### Recorded data

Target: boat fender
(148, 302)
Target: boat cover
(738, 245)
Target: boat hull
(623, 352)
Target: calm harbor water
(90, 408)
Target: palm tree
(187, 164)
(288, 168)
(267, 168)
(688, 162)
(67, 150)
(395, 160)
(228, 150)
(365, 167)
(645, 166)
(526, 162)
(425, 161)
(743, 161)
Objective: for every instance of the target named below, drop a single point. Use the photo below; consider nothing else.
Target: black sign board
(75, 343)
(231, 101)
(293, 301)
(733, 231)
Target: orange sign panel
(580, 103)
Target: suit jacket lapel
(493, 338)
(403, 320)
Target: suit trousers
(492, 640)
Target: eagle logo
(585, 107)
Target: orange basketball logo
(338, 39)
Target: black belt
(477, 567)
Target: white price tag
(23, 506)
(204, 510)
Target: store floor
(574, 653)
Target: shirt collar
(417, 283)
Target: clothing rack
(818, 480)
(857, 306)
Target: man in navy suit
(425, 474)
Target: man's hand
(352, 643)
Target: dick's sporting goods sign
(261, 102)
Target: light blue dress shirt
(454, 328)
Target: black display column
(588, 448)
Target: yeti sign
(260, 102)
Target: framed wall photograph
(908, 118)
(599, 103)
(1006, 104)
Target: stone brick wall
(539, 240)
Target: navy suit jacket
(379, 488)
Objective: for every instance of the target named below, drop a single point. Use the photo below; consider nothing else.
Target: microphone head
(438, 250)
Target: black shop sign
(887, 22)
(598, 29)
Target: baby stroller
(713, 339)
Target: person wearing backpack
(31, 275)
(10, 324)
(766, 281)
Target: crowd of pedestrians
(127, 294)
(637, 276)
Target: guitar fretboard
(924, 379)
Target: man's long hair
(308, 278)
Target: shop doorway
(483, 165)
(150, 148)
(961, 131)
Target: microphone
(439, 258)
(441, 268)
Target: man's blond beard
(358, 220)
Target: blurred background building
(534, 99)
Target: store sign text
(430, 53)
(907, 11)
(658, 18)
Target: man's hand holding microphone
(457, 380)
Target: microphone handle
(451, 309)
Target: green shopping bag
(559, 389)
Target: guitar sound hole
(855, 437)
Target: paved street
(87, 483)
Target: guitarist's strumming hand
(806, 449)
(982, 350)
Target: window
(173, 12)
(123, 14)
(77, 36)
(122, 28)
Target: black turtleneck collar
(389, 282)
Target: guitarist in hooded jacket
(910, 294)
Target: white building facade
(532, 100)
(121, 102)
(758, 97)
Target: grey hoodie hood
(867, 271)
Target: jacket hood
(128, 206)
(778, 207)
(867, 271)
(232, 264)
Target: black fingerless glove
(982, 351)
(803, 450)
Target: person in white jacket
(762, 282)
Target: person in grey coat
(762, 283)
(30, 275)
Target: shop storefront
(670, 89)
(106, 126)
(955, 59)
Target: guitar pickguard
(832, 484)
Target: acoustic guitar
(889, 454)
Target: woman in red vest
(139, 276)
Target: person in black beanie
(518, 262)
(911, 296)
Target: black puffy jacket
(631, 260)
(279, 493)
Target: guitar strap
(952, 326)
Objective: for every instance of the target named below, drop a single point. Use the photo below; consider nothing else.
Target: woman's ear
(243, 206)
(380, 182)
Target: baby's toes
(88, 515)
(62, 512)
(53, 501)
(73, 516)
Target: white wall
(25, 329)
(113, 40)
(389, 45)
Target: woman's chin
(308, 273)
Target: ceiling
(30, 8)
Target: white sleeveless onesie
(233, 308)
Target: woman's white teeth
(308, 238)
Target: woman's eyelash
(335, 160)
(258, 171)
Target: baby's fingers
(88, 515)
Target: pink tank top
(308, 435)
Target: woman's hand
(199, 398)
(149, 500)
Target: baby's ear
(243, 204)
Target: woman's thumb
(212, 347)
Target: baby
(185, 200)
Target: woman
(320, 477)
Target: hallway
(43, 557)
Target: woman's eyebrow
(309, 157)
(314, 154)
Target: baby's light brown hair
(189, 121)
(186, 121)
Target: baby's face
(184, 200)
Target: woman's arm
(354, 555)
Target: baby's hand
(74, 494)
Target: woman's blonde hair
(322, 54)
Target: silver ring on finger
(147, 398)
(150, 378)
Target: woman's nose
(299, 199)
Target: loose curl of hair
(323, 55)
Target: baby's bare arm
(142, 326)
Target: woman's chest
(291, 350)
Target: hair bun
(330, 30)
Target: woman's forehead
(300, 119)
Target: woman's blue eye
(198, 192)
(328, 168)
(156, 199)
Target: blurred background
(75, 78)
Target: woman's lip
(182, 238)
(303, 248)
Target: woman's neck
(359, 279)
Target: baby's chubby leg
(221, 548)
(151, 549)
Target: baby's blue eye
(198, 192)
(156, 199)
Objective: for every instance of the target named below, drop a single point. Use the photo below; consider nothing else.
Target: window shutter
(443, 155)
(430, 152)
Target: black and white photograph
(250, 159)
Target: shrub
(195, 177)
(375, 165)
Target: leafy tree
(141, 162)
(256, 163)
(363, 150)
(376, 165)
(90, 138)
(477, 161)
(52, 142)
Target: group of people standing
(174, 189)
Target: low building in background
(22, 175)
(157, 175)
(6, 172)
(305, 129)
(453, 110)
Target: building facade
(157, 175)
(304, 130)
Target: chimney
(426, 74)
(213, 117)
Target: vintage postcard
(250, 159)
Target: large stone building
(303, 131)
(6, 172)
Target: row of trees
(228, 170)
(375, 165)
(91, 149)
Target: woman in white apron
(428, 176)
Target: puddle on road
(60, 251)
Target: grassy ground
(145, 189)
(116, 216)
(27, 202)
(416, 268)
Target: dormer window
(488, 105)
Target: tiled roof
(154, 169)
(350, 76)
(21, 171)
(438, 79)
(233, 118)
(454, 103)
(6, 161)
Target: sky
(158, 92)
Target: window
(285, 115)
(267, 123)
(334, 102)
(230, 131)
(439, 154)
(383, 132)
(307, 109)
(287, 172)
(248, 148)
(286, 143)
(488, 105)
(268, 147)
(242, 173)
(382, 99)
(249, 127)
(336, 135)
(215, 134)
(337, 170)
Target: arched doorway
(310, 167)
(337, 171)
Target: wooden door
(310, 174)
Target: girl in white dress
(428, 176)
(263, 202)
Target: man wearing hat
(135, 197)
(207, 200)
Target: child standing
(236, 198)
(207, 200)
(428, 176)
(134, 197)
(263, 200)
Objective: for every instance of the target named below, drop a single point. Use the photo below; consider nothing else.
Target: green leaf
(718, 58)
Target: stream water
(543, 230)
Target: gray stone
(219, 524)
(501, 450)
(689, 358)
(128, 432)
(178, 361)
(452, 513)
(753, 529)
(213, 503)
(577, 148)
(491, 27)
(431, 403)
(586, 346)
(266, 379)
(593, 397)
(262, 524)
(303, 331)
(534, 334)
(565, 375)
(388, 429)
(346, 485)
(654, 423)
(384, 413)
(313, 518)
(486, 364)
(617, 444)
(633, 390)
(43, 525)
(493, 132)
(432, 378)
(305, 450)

### What the task requires
Rewrite all the records above with "Objective" replaced by "Goal" everywhere it appears, leaving everything else unchanged.

### Response for this exercise
Target: boat fender
(148, 302)
Target: boat cover
(738, 245)
Target: boat hull
(623, 352)
Target: calm harbor water
(90, 408)
Target: palm tree
(187, 164)
(288, 168)
(267, 168)
(688, 162)
(67, 150)
(395, 160)
(228, 150)
(365, 167)
(645, 166)
(526, 162)
(425, 161)
(743, 161)
Goal: for every instance of the target named below, drop a single point. Use the photo below; consider nothing else.
Target: black sign board
(75, 343)
(231, 101)
(293, 301)
(733, 231)
Target: orange sign panel
(580, 103)
Target: suit jacket lapel
(493, 338)
(403, 320)
Target: suit trousers
(492, 640)
Target: eagle logo
(585, 107)
Target: orange basketball logo
(338, 39)
Target: black belt
(477, 567)
Target: white price tag
(23, 506)
(204, 510)
Target: store floor
(574, 653)
Target: shirt collar
(417, 283)
Target: clothing rack
(818, 480)
(857, 306)
Target: man in navy suit
(425, 474)
Target: man's hand
(352, 643)
Target: dick's sporting goods sign
(261, 102)
Target: light blue dress shirt
(454, 328)
Target: black display column
(588, 448)
Target: yeti sign
(260, 102)
Target: framed wall photograph
(908, 118)
(599, 103)
(1006, 104)
Target: stone brick wall
(539, 240)
Target: navy suit jacket
(379, 488)
Goal: for every instance of the target named below, drop a single point. Use the photo below; consider nothing else.
Target: microphone head
(438, 250)
Target: black shop sign
(887, 22)
(598, 29)
Target: baby stroller
(713, 339)
Target: person wearing backpack
(31, 275)
(10, 324)
(766, 281)
Target: crowd of pedestrians
(127, 294)
(637, 276)
Target: guitar fretboard
(924, 379)
Target: man's long hair
(308, 278)
Target: shop doorway
(483, 165)
(150, 148)
(961, 131)
Target: microphone
(439, 258)
(441, 268)
Target: man's blond beard
(358, 220)
Target: blurred background building
(534, 99)
Target: store sign text
(430, 53)
(907, 11)
(658, 18)
Target: man's hand holding microphone
(457, 380)
Target: microphone handle
(451, 309)
Target: green shopping bag
(559, 389)
Target: guitar sound hole
(855, 437)
Target: paved street
(87, 483)
Target: guitarist's strumming hand
(806, 449)
(982, 350)
Target: window
(173, 12)
(123, 14)
(77, 36)
(122, 28)
Target: black turtleneck collar
(389, 282)
Target: guitarist in hooded jacket
(910, 294)
Target: white building facade
(532, 100)
(121, 102)
(758, 97)
Target: grey hoodie hood
(867, 271)
Target: jacket hood
(128, 206)
(778, 207)
(867, 271)
(232, 264)
Target: black fingerless glove
(982, 351)
(803, 450)
Target: person in white jacket
(762, 282)
Target: person in grey coat
(762, 283)
(30, 275)
Target: shop storefront
(670, 89)
(106, 126)
(955, 59)
Target: guitar pickguard
(832, 484)
Target: acoustic guitar
(889, 454)
Target: woman in red vest
(139, 276)
Target: person in black beanie
(518, 262)
(911, 296)
Target: black puffy jacket
(631, 260)
(279, 493)
Target: guitar strap
(952, 326)
Goal: for every instance of the target named below, drop a single point. Use the photo below; consider nothing else.
Target: woman's ear
(243, 206)
(380, 182)
Target: baby's toes
(88, 515)
(62, 512)
(53, 501)
(73, 516)
Target: white wall
(25, 329)
(113, 40)
(389, 45)
Target: woman's chin
(308, 273)
Target: ceiling
(30, 8)
Target: white sleeveless onesie
(233, 308)
Target: woman's white teeth
(308, 238)
Target: woman's eyelash
(335, 160)
(258, 171)
Target: baby's fingers
(88, 515)
Target: pink tank top
(308, 435)
Target: woman's hand
(199, 398)
(149, 500)
Target: baby's ear
(243, 204)
Target: woman's thumb
(212, 347)
Target: baby
(185, 200)
Target: woman
(320, 477)
Target: hallway
(43, 557)
Target: woman's eyebrow
(309, 157)
(314, 154)
Target: baby's light brown hair
(189, 121)
(186, 121)
Target: baby's face
(184, 200)
Target: woman's arm
(354, 555)
Target: baby's hand
(74, 494)
Target: woman's blonde hair
(322, 54)
Target: silver ring on finger
(147, 398)
(150, 378)
Target: woman's nose
(299, 199)
Target: loose curl of hair
(323, 55)
Target: baby's bare arm
(142, 326)
Target: woman's chest
(291, 350)
Target: hair bun
(330, 30)
Target: woman's forehead
(300, 119)
Target: woman's blue eye
(198, 192)
(328, 168)
(156, 199)
Target: blurred background
(75, 78)
Target: woman's lip
(182, 238)
(303, 248)
Target: woman's neck
(359, 279)
Target: baby's chubby leg
(221, 548)
(151, 549)
Target: baby's blue eye
(198, 192)
(156, 199)
Goal: for every instance of the target named below, drop a single point. Use the photo below; consider nothing else.
Target: window shutter
(443, 155)
(430, 152)
Target: black and white photograph
(250, 159)
Target: shrub
(195, 177)
(375, 165)
Target: leafy tree
(141, 162)
(256, 163)
(363, 150)
(376, 165)
(90, 138)
(477, 161)
(52, 142)
Target: group of people standing
(174, 189)
Target: low building in background
(22, 175)
(157, 175)
(6, 172)
(305, 129)
(453, 110)
Target: building facade
(157, 175)
(304, 130)
Target: chimney
(426, 74)
(213, 117)
Target: vintage postcard
(250, 159)
Target: large stone building
(303, 131)
(6, 172)
Target: row of trees
(228, 170)
(375, 165)
(91, 149)
Target: woman in white apron
(428, 176)
Target: puddle on road
(60, 251)
Target: grassy ground
(145, 189)
(116, 216)
(27, 202)
(416, 268)
Target: dormer window
(488, 105)
Target: tiled roof
(154, 169)
(350, 76)
(21, 171)
(438, 79)
(233, 118)
(454, 103)
(6, 161)
Target: sky
(158, 92)
Target: window
(285, 115)
(267, 123)
(334, 102)
(230, 131)
(439, 154)
(383, 132)
(307, 109)
(287, 172)
(248, 148)
(286, 143)
(488, 105)
(268, 147)
(242, 173)
(382, 99)
(249, 127)
(336, 135)
(215, 134)
(337, 170)
Target: arched doorway
(310, 167)
(337, 171)
Target: wooden door
(310, 174)
Target: girl in white dress
(428, 176)
(263, 202)
Target: man wearing hat
(135, 197)
(207, 200)
Target: child standing
(236, 198)
(207, 200)
(428, 176)
(134, 197)
(263, 200)
Goal: for every instance of the target named below, drop a single point. Use the photo below; consider nothing else.
Target: green leaf
(718, 58)
Target: stream water
(543, 230)
Target: gray stone
(219, 524)
(501, 450)
(689, 358)
(128, 432)
(178, 361)
(452, 513)
(753, 529)
(213, 503)
(577, 148)
(491, 27)
(431, 403)
(586, 346)
(266, 379)
(593, 397)
(262, 524)
(303, 331)
(534, 334)
(565, 375)
(388, 429)
(346, 485)
(654, 423)
(384, 413)
(313, 518)
(486, 364)
(617, 444)
(633, 390)
(43, 525)
(493, 132)
(432, 378)
(305, 450)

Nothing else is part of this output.